*WHAT YOU WILL DO*:
Could you output each of the rows below word for word, with nothing changed?

*DATA EXCERPTS*:
⟨

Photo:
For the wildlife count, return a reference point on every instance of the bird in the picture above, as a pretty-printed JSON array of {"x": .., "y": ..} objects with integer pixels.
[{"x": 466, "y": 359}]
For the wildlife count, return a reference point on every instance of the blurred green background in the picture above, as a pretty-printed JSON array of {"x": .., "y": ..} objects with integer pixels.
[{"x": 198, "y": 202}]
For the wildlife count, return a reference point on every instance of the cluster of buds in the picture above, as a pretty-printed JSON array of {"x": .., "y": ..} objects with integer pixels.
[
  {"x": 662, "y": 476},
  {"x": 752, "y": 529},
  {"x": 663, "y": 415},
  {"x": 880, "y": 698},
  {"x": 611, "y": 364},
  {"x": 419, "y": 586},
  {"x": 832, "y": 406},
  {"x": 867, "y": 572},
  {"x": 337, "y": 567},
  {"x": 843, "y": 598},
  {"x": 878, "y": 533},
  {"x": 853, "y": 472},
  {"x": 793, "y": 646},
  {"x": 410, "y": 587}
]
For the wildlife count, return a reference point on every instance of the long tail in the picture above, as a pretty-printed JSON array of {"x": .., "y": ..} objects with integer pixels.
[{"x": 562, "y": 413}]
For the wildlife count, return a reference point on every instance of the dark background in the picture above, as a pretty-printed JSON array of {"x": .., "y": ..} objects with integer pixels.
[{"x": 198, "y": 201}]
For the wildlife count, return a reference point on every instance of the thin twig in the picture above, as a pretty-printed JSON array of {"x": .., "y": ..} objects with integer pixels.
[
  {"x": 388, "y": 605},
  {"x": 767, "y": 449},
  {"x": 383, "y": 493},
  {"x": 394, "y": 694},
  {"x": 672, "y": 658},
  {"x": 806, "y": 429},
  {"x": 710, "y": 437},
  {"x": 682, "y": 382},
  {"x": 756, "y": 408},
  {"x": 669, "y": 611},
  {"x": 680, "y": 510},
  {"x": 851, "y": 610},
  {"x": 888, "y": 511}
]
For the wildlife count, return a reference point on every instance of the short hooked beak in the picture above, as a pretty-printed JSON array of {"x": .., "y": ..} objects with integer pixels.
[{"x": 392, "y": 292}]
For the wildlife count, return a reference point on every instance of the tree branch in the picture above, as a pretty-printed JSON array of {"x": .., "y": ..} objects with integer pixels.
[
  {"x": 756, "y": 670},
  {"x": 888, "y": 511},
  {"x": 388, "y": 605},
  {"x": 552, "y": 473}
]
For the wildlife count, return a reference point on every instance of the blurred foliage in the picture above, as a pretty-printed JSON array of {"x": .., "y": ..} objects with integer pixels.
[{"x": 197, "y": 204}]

⟩

*PROBLEM SOLUTION*:
Photo:
For the wildlife count, return a reference point on every instance of the bird in the picture above, as a pretty-printed JSON array of {"x": .., "y": ..} objects with integer pixels.
[{"x": 466, "y": 359}]
For the wildlife count, return a reference point on every instance of the blurred green background in the picture above, as a pretty-printed JSON array of {"x": .., "y": ..} objects with integer pixels.
[{"x": 198, "y": 202}]
For the wildlife count, return a reference point on every instance of the cluster of buds in the picture above, as a pretty-printed JSON array of {"x": .., "y": ..} objects with integer pixels.
[
  {"x": 662, "y": 476},
  {"x": 752, "y": 529},
  {"x": 663, "y": 415},
  {"x": 880, "y": 698},
  {"x": 611, "y": 364},
  {"x": 419, "y": 586},
  {"x": 832, "y": 406},
  {"x": 867, "y": 572},
  {"x": 337, "y": 567},
  {"x": 843, "y": 598},
  {"x": 878, "y": 533},
  {"x": 853, "y": 472},
  {"x": 793, "y": 646},
  {"x": 410, "y": 587}
]
For the wildlife count, return a reference point on every instance of the long tail in the picture above, as a pretty-printed JSON array of {"x": .., "y": ..} objects with integer pixels.
[{"x": 562, "y": 413}]
For the wildlife count, return a reference point on every instance of the dark background in the picture above, as a pretty-printed JSON array of {"x": .., "y": ..} objects with integer pixels.
[{"x": 198, "y": 201}]
For the wildlife count, return a reference point on every instance of the thin twig in the picture above, as a pretty-printed JSON array of {"x": .., "y": ..} objects with integer pixels.
[
  {"x": 388, "y": 605},
  {"x": 767, "y": 449},
  {"x": 383, "y": 493},
  {"x": 394, "y": 694},
  {"x": 672, "y": 658},
  {"x": 806, "y": 429},
  {"x": 710, "y": 437},
  {"x": 682, "y": 382},
  {"x": 756, "y": 408},
  {"x": 669, "y": 611},
  {"x": 680, "y": 510},
  {"x": 851, "y": 610},
  {"x": 888, "y": 511}
]
For the wildlife count, return a reference point on every instance of the short hooked beak in the picture above, as a pretty-printed JSON array of {"x": .., "y": ..} objects with integer pixels.
[{"x": 392, "y": 292}]
For the wildlife count, return a reference point on every instance of the tree branch in the picture above, as a pretty-printed JSON array of {"x": .., "y": ..} objects with integer pixels.
[
  {"x": 756, "y": 670},
  {"x": 888, "y": 511},
  {"x": 388, "y": 605},
  {"x": 552, "y": 473}
]
For the wildlife count, return a reference point on every instance of the blurred foliage in the picture above, as a pretty-printed JSON array of {"x": .., "y": ..} objects with integer pixels.
[{"x": 197, "y": 204}]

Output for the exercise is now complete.